Search the entries below for the word "instances" and copy each line that has it.

→ Extracted data entries:
= Beginning of Section =
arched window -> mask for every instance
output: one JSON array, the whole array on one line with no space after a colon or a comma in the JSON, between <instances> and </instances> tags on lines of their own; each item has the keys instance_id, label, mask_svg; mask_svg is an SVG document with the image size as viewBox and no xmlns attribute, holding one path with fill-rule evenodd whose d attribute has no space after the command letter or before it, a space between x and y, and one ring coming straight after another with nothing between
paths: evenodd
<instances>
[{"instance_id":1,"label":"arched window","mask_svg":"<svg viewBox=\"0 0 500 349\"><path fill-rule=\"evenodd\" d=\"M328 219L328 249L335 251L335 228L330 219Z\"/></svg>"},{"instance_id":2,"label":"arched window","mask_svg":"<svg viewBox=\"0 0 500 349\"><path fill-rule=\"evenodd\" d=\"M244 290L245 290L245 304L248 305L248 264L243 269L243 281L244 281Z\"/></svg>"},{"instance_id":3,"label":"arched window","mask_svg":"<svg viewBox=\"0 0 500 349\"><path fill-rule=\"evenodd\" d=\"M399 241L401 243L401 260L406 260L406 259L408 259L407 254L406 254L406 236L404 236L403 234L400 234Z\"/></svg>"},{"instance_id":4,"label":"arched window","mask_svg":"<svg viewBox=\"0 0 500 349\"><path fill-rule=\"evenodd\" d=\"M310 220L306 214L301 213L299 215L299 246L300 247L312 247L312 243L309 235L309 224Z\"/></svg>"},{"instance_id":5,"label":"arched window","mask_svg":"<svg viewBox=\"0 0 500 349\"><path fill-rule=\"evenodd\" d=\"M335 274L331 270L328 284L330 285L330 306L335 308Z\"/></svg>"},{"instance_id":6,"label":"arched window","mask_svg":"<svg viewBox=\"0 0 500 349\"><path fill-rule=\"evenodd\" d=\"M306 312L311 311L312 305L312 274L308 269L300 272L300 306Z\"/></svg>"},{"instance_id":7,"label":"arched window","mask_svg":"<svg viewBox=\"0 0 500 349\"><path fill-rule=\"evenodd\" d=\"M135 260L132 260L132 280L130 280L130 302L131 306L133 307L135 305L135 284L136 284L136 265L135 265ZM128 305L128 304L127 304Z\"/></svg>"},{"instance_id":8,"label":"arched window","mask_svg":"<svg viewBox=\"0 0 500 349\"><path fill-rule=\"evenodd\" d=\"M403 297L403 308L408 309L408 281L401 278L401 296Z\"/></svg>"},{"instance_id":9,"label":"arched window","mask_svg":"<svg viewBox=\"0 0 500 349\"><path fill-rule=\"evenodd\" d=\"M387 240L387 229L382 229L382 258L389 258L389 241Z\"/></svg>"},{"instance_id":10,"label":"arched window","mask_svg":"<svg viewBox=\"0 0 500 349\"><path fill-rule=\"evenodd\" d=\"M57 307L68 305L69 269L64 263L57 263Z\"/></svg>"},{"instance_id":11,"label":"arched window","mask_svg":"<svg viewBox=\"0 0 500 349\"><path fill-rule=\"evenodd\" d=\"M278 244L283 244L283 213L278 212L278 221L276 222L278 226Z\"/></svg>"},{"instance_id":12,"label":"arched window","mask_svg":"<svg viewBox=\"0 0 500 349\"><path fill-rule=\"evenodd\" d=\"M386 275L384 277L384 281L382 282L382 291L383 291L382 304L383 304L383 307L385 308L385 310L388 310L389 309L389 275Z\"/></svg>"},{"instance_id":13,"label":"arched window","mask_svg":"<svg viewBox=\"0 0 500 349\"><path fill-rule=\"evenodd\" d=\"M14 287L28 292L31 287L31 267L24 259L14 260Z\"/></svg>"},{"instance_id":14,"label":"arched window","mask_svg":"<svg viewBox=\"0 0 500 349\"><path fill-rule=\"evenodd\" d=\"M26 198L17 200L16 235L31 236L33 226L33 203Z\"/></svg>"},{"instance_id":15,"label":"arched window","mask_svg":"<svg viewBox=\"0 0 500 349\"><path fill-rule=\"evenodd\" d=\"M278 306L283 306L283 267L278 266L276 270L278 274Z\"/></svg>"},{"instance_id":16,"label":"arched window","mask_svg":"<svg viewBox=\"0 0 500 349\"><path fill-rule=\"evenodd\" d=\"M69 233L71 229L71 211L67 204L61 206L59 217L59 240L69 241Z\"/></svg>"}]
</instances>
= End of Section =
→ Answer below:
output: one JSON array, the whole array on one line with no space after a colon or a comma in the JSON, between <instances> and </instances> tags on lines of their own; each item has the keys instance_id, label, mask_svg; mask_svg is an SVG document with the image size as viewBox and no xmlns attribute, holding one path with fill-rule evenodd whose d attribute has no space after the command letter or before it, a space between x and y, and one ring coming straight after another with nothing between
<instances>
</instances>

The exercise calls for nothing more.